EXERCISE: Within the lines below, find those that hold the string "wolfdog" and copy each one.

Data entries
┄┄┄┄┄┄

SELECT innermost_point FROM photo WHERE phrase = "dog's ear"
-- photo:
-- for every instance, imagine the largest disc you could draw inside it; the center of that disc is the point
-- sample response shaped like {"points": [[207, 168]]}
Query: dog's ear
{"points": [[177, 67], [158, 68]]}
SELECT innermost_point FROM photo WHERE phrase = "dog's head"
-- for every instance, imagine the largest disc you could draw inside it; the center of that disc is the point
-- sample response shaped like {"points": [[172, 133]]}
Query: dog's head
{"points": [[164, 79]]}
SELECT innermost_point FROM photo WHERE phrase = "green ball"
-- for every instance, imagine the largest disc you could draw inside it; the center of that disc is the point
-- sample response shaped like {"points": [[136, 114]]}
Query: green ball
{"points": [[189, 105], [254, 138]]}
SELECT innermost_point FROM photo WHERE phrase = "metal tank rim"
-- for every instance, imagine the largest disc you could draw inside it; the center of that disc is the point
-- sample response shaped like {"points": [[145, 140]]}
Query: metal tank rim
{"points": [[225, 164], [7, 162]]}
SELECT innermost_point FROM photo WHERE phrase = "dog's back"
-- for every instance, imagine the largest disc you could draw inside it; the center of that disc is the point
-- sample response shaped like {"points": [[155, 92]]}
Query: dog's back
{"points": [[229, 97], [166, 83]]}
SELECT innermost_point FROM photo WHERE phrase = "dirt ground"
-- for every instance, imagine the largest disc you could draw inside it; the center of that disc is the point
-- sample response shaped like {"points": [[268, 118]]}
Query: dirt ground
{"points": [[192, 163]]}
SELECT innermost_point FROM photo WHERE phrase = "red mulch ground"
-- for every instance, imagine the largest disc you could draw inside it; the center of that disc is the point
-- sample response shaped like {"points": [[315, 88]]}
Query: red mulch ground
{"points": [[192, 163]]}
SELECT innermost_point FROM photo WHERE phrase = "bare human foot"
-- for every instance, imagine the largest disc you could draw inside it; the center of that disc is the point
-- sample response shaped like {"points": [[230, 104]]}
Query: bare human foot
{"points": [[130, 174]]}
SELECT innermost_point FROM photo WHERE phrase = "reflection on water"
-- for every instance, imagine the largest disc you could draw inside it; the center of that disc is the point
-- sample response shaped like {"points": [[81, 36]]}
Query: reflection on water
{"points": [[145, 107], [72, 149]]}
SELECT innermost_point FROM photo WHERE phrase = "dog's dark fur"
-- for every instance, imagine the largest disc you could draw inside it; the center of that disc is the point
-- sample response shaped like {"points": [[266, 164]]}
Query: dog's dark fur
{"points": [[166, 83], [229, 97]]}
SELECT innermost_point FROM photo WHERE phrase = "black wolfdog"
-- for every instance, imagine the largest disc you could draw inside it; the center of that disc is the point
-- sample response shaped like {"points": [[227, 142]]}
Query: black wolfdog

┄┄┄┄┄┄

RESPONSE:
SELECT innermost_point FROM photo WHERE phrase = "black wolfdog"
Query: black wolfdog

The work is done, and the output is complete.